• **DATA IN THIS EXERCISE**:
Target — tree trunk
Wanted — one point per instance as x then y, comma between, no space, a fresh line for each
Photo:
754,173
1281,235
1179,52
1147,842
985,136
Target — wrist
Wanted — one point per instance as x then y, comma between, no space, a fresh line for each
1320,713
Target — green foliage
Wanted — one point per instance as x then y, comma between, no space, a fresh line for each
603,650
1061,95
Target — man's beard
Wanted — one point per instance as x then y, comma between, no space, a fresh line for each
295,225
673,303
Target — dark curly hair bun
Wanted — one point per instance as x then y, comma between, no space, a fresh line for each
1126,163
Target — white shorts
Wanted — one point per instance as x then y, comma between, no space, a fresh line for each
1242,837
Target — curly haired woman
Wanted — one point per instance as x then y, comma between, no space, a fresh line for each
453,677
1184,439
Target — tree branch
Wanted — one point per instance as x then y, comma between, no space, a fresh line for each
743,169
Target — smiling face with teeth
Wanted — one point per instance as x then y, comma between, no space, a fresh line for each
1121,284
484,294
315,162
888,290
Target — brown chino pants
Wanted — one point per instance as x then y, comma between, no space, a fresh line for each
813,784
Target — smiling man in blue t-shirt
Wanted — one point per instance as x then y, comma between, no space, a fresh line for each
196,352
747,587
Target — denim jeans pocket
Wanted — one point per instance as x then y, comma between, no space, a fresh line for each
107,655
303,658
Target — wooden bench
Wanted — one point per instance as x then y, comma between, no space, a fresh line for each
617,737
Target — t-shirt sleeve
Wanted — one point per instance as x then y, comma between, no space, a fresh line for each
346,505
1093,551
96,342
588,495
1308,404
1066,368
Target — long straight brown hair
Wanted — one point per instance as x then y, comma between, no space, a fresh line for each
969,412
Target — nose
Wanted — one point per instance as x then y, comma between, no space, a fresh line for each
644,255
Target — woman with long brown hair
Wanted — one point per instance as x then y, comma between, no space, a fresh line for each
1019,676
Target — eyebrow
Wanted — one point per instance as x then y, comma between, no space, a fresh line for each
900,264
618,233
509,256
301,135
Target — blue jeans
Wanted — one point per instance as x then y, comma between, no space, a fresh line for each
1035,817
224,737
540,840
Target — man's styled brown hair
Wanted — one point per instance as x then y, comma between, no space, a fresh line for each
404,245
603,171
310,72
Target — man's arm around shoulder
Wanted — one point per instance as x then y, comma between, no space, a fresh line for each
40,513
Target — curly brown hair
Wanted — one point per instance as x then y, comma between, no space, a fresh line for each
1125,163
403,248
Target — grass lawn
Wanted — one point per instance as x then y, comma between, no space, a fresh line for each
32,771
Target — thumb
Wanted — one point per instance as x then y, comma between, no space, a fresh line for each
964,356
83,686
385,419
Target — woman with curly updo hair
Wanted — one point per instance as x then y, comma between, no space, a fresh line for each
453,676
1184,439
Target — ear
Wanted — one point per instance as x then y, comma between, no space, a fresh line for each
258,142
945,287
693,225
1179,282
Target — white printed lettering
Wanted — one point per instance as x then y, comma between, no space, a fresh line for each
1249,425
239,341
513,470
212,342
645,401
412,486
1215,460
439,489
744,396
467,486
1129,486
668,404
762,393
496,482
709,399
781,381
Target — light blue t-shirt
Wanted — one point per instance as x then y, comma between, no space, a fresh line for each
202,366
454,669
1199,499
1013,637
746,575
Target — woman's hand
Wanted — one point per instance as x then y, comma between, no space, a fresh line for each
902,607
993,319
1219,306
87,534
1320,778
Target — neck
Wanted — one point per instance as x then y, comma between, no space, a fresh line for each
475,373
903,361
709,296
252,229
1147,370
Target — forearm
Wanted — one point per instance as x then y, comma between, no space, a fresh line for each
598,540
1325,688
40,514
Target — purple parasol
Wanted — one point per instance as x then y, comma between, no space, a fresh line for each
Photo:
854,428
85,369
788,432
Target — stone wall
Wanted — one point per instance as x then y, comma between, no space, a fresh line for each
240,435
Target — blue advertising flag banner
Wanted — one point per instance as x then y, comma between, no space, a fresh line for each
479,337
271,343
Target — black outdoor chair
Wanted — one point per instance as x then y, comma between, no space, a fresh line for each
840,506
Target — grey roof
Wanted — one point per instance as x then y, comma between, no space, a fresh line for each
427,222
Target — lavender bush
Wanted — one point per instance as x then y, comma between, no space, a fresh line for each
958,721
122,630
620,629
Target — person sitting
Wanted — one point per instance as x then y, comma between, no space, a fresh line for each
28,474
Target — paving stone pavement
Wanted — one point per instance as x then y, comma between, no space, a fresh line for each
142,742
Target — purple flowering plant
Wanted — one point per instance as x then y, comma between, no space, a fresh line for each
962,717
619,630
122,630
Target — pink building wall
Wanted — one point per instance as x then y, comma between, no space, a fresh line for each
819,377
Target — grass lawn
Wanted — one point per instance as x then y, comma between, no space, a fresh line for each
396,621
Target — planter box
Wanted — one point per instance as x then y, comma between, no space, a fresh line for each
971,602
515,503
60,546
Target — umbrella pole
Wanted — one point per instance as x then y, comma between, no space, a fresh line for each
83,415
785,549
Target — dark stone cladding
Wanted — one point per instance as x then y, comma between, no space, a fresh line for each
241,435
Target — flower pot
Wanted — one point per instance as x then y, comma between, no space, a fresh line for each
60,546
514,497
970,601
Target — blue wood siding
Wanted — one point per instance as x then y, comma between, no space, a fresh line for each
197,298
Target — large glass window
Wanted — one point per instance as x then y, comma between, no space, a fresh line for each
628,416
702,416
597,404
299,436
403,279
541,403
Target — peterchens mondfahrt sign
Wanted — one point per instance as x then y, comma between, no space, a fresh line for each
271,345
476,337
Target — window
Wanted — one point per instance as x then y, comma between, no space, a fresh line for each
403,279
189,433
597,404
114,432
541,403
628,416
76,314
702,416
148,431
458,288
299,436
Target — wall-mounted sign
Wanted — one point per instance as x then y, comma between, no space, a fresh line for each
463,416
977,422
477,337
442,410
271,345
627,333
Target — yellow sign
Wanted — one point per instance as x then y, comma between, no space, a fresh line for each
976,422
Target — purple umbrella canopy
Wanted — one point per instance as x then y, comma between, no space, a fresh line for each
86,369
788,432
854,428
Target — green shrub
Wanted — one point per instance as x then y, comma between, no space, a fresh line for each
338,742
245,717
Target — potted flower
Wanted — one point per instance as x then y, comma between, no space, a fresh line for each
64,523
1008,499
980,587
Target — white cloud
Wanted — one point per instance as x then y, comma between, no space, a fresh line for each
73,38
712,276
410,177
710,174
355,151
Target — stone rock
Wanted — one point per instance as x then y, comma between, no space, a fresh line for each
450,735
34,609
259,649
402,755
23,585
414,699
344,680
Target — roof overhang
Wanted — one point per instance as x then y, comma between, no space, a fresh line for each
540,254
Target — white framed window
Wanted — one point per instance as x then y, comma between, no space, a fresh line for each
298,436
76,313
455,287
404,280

• **TASK DIRECTIONS**:
Retype every line of the data above, changing nothing.

• **RESULT OF THE TASK**:
Target — tree trunk
Wanted — one point per instance as x then y, comma between, no space, a fresh line for each
Photo:
754,173
1281,235
1179,52
1147,842
985,136
Target — wrist
Wanted — one point per instance as x then y, comma between, no space, a fresh line for each
1320,713
Target — green foliage
Wanted — one point per instance as x then y, comma between, no space, a fresh line for each
603,650
1061,95
Target — man's beard
Wanted — one point per instance as x then y, comma between, no space, a fresh line for each
295,225
673,303
Target — dark curly hair bun
Wanted — one point per instance as x then y, comma between, no space, a fresh line for each
1126,163
Target — white shorts
Wanted — one point per instance as x then y, comma between, no space, a fresh line for each
1242,837
Target — curly haired woman
Wanted — one point per instance as x then y, comma between, no space, a fresh line for each
453,677
1184,439
Target — tree branch
Wanted — one point per instance as x then y, comma between, no space, a fresh line for each
743,169
Target — smiling face with teeth
Wanted — one point per instance as x then y, comma between, no space, a fresh line for each
1121,284
484,294
315,162
888,290
Target — brown chino pants
Wanted — one point per instance as x then y, comma between, no space, a fresh line for each
813,784
Target — smiling man in blue t-shirt
Wanted — one point per instance as x then y, comma between, no space, a fresh line for each
196,352
747,587
Target — denim jeans pocket
Wanted — one point per instance as x then y, comma between, no space, a fresh line for each
107,655
303,658
Target — wooden bench
Wanted — one point per instance as x then y, comma between, no space, a fresh line for each
617,737
Target — t-shirt sleeve
Wanted — one point per instance as x then y, comma between, no space, a fresh line for each
346,505
1093,551
96,342
588,495
1308,404
1066,368
Target — long straight brown hair
Wanted — one point per instance as x then y, comma between, no space, a fresh line for each
969,412
Target — nose
Wanted — one point per instance as x then y, comma between, no space, a fresh line for each
644,255
Target — woman with long brown hair
Wanted — one point per instance as x then y, comma between, no space, a fresh line for each
1019,676
Target — eyebrow
Wanted — one point per instance as x then y, comma between, no space, a fresh line for each
900,264
618,233
509,256
301,135
Target — blue jeans
Wanted — one point per instance as x then y, comma between, no space, a fresh line for each
1035,817
224,737
540,840
Target — man's styled brown hair
Wanted — one point per instance as x then y, comma between, no space, a fresh line for each
404,245
603,171
310,72
Target — man's arm around shoulder
Wanted — one point per instance as x then y, comma between, no space, a fresh line for each
40,513
Target — curly brown hair
Wanted — one point per instance as x then y, comma between, no space, a fresh line for each
1125,163
403,248
Target — grass lawn
Wanted — one point per instance as x then y, comma between, no space, a fresh line for each
32,771
Target — thumb
Wanted — one point per instance as x then y, comma between, no space, a fresh line for each
964,356
83,686
385,419
Target — woman with curly updo hair
Wanted — one point per instance as x then y, comma between, no space, a fresh line for each
453,676
1184,439
Target — ear
Wanted — one point per instance as x then y, comma between, no space, a fresh line for each
258,142
945,287
693,225
1179,282
Target — white printed lettering
Wanted — one point per instance as x then y, comma between, no space, a fresh line for each
1249,425
239,341
513,470
212,342
645,401
412,486
1215,460
439,489
744,396
467,486
1129,486
668,404
762,393
496,482
709,399
781,381
Target — light blue t-shirt
Wanted — one point per instance as x then y, comma between, no space, a fresh line for each
202,366
454,669
1199,499
1013,637
746,575
Target — woman's hand
Wanted — one point per instance as x then y, comma between, no space, a fresh line for each
902,607
993,319
1219,306
87,534
1320,778
Target — neck
Wanted — one point per instance as x then y, comma between, no space, a fresh line for each
475,373
903,361
709,296
252,229
1147,370
Target — forearm
Wanted — one point per instance as x then y, comma between, no space, a fresh line for each
598,540
1325,688
40,514
Target — purple parasol
Wanted — one point per instance as x then y, comma between, no space, a fresh line for each
Photo:
854,428
85,369
788,432
Target — stone wall
Wanted — one point per instance as x then y, comma between, no space, a fresh line for each
240,435
Target — blue advertising flag banner
Wanted — one point per instance as x then y, comma between, no space, a fresh line for each
479,337
271,343
Target — black outdoor chair
Wanted — one point per instance as x then y, comma between, no space, a fresh line for each
840,506
Target — grey roof
Wanted — one point per instance as x then y, comma between, no space, a fresh line for each
427,222
Target — lavender bush
Wanted — one point per instance as x then y, comma between, no space, a fresh line for each
958,721
122,630
620,629
Target — person sitting
Wanted — one point per instance as x then y, comma between, no space, a fresh line for each
28,474
Target — paving stone pavement
Wanted — one point per instance as x then y, comma between, no space, a fresh line for each
142,742
Target — purple flowering plant
Wanted — one point per instance as x then y, comma between, no space, a fresh line for each
962,717
619,630
122,630
Target — pink building wall
Wanted — one point per instance as x then y, comma between, no space, a fresh line for each
819,377
Target — grass lawn
Wanted — one point per instance as x then y, comma between, no space, a fresh line for each
396,621
Target — planter box
Wanted — one point per instance as x then y, comma between, no space, a fresh line for each
971,602
515,503
60,546
Target — umbrella pole
Wanted — one point per instance as x then y, comma between, no space, a fresh line for each
83,415
785,549
Target — dark stone cladding
Wanted — one point per instance as x then y, comma between, no space, a fresh line for each
241,435
Target — flower pot
Wanted — one point per instance as x then y, comma between, no space, a fresh line for each
60,546
514,497
970,601
Target — blue wood siding
Wanted — one point per instance as x then y, comma between, no space, a fresh line for each
197,298
Target — large glass window
Wanted — one point per instance as x then y, comma between, no space, a fresh line for each
628,416
702,416
597,404
299,436
403,279
541,403
Target — peterchens mondfahrt sign
Wanted — one point per instance as x then y, comma between, no space, a fresh line for each
271,345
476,337
Target — window
Wanted — one point per instance as x then y, comma between, no space, a fresh line for each
403,279
189,433
597,404
114,432
541,403
628,416
76,314
702,416
148,431
458,288
299,436
Target — wall-mounted sign
Wanted — one point per instance as x then y, comma between, no space, a fresh line for each
463,416
977,422
477,337
442,410
271,345
627,333
Target — yellow sign
Wanted — one point per instance as x then y, comma between, no space, a fresh line for each
976,422
Target — purple umbrella canopy
Wanted — one point per instance as x then y, comma between, no space, a fresh line for each
86,369
788,432
854,428
Target — green shrub
Wanted — one point per instance as x then y, comma between, no space, a fresh line for each
338,742
245,717
Target — potted flower
Wanted — one point per instance as x then y, comma between, no space, a fresh line for each
64,523
1008,499
980,587
Target — white cloud
Wanted — one point per instance as x then y, comma between, no space, a fresh line for each
73,38
712,276
410,177
710,174
355,151
Target — stone rock
Wanted — one point per instance as x then y, comma between, no space, a fresh line for each
450,735
34,609
259,649
402,755
23,585
414,699
344,680
Target — roof overhang
Wanted — one point per instance as x then y, comma between, no space, a fresh line for each
540,254
Target — white framed window
Wanted — one point per instance as x then y, comma between, no space, a fresh line for each
298,436
76,313
455,287
404,280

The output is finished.